── Data provided ──

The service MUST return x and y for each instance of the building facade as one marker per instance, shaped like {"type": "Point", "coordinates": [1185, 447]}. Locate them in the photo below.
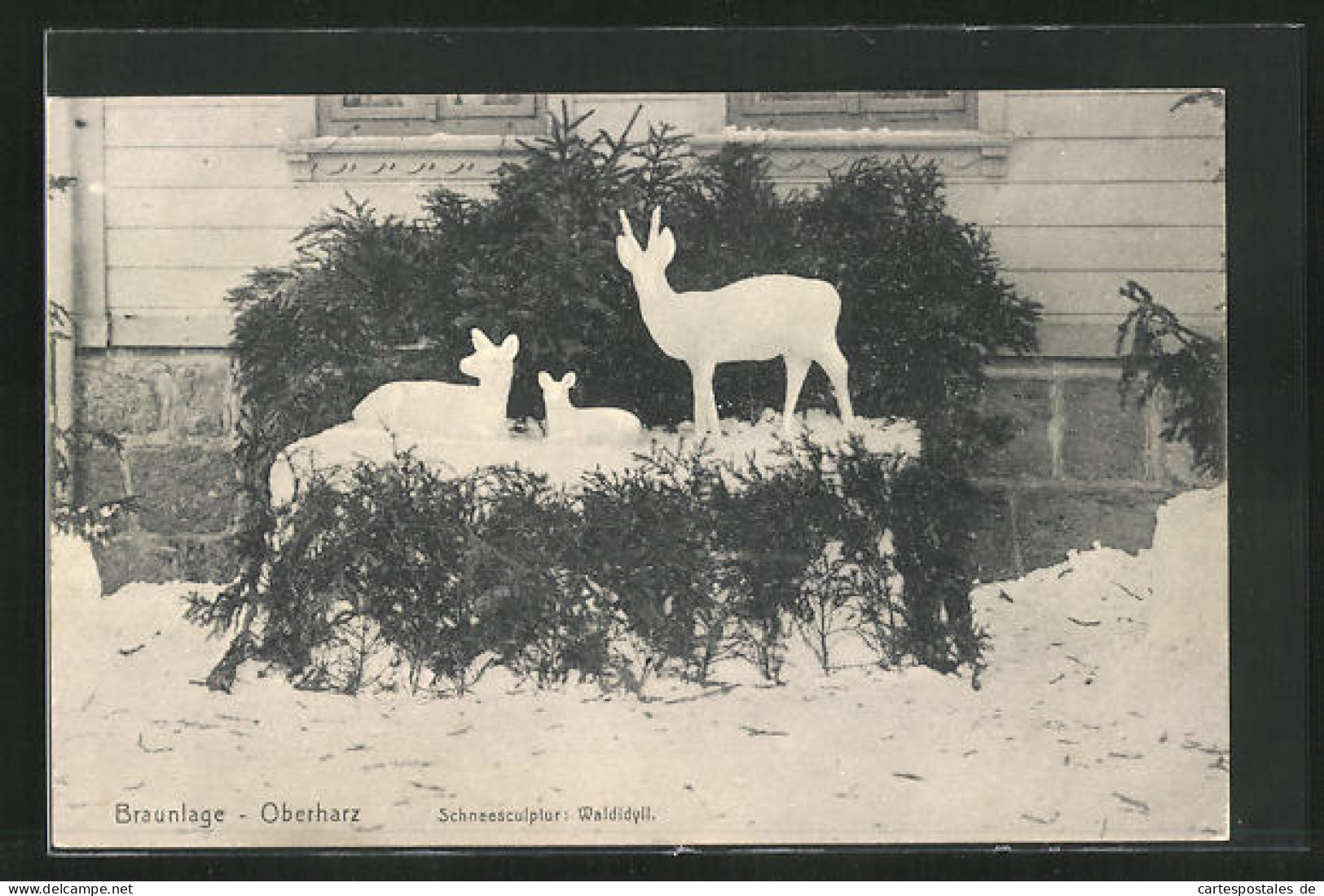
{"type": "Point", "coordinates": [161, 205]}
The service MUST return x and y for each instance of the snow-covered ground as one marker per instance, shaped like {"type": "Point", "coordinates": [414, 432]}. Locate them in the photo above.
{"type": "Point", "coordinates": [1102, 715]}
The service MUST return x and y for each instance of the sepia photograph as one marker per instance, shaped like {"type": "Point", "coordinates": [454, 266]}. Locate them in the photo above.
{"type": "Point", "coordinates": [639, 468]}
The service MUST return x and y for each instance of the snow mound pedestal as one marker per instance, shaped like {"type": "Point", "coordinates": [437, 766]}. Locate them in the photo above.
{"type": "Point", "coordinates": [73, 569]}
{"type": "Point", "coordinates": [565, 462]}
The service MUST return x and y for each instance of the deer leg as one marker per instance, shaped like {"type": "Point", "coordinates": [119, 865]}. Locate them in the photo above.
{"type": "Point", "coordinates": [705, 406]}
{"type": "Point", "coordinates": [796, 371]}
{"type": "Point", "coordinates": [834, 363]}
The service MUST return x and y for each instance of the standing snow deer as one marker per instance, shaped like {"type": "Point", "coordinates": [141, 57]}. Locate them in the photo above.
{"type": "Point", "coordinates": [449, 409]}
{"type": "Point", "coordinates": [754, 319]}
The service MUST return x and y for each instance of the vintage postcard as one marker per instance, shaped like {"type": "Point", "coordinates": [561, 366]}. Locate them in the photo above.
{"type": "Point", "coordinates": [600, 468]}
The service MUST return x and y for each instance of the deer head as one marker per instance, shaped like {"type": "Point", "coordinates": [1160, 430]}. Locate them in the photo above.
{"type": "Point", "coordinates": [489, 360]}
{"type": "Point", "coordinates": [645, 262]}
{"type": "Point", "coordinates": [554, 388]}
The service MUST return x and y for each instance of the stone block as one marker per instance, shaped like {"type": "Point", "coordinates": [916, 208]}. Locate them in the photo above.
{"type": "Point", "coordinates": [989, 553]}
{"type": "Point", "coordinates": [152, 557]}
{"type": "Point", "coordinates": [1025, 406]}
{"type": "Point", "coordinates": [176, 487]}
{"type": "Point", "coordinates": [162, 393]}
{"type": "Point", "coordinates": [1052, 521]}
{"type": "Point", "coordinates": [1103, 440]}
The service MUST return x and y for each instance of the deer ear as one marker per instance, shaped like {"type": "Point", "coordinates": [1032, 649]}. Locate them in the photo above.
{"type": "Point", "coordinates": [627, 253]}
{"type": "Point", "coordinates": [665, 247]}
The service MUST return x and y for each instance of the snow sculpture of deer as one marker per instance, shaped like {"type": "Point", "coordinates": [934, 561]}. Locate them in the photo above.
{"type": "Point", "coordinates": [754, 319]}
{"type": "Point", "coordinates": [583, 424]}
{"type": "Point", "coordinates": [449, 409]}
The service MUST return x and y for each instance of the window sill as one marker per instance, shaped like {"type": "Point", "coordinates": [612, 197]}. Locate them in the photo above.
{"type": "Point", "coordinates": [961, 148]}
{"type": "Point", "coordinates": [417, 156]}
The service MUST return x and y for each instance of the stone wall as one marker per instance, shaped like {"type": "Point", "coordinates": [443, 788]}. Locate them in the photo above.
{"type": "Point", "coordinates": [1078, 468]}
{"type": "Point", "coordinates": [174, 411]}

───

Reproduce all of the rows above verbatim, omitting the picture.

The service MUST return x and y for each instance of the building facade as one marker per instance, shaped like {"type": "Point", "coordinates": [1185, 447]}. Locate them in the photo below.
{"type": "Point", "coordinates": [161, 205]}
The service MUST return x and y for each instance of the snow-covered ground as one marker per instance, shaped like {"type": "Point", "coordinates": [414, 432]}. Locate them in the photo above.
{"type": "Point", "coordinates": [1102, 715]}
The service MUST return x and y for each instance of the sepia photograph as one marker per instance, shaped like {"type": "Point", "coordinates": [454, 266]}. Locate them in the photo above.
{"type": "Point", "coordinates": [639, 468]}
The service MUST return x and y for each instance of the snow mound pedestal as one marker per instance, shaped like {"type": "Point", "coordinates": [437, 766]}. Locate them in the photo above.
{"type": "Point", "coordinates": [73, 569]}
{"type": "Point", "coordinates": [565, 462]}
The service MUST return x and y for each instance of the deer leg as one marker per instance, shaped like {"type": "Point", "coordinates": [119, 865]}. Locate them in the photo above.
{"type": "Point", "coordinates": [705, 406]}
{"type": "Point", "coordinates": [796, 371]}
{"type": "Point", "coordinates": [834, 363]}
The service MUST return x and y for each instance of the standing snow deer as one marker per instance, shaped like {"type": "Point", "coordinates": [141, 57]}. Locate them in the photo above.
{"type": "Point", "coordinates": [449, 409]}
{"type": "Point", "coordinates": [754, 319]}
The service MUST return x and y for each instance of the vintage postcard as one marker per instance, shaped like {"type": "Point", "coordinates": [561, 366]}. Locate them in the photo above.
{"type": "Point", "coordinates": [600, 468]}
The service MUST return x and y for each instance of the deer head as one marker per instance, shaped like {"type": "Point", "coordinates": [1160, 430]}. Locate them in the photo above.
{"type": "Point", "coordinates": [489, 360]}
{"type": "Point", "coordinates": [645, 262]}
{"type": "Point", "coordinates": [554, 388]}
The service MUST return x and y for each instance of the stone block as one marker per instance, shaped like {"type": "Point", "coordinates": [916, 208]}. Locate them in the photo above.
{"type": "Point", "coordinates": [989, 553]}
{"type": "Point", "coordinates": [152, 557]}
{"type": "Point", "coordinates": [1025, 406]}
{"type": "Point", "coordinates": [176, 487]}
{"type": "Point", "coordinates": [162, 393]}
{"type": "Point", "coordinates": [1052, 521]}
{"type": "Point", "coordinates": [1103, 440]}
The service MUST return x and y for each instance of the deer ear as one marker per instance, shaped like {"type": "Point", "coordinates": [1032, 649]}. Locate them in the photo above.
{"type": "Point", "coordinates": [627, 253]}
{"type": "Point", "coordinates": [665, 247]}
The service MUST return x and y for each instance of the snow sculpture of deer as one marker per instance, shaped like {"type": "Point", "coordinates": [934, 561]}. Locate them in the photo above.
{"type": "Point", "coordinates": [754, 319]}
{"type": "Point", "coordinates": [583, 424]}
{"type": "Point", "coordinates": [449, 409]}
The service MUST return x and y for each instance of the window sill as one marker per instance, shaped like {"type": "Point", "coordinates": [612, 197]}. Locate them in the photo above.
{"type": "Point", "coordinates": [961, 148]}
{"type": "Point", "coordinates": [417, 156]}
The service MUST return x and y for each instance of the stone wall as one marker per instance, shaped like {"type": "Point", "coordinates": [443, 788]}. Locate them in the photo above.
{"type": "Point", "coordinates": [1078, 468]}
{"type": "Point", "coordinates": [174, 411]}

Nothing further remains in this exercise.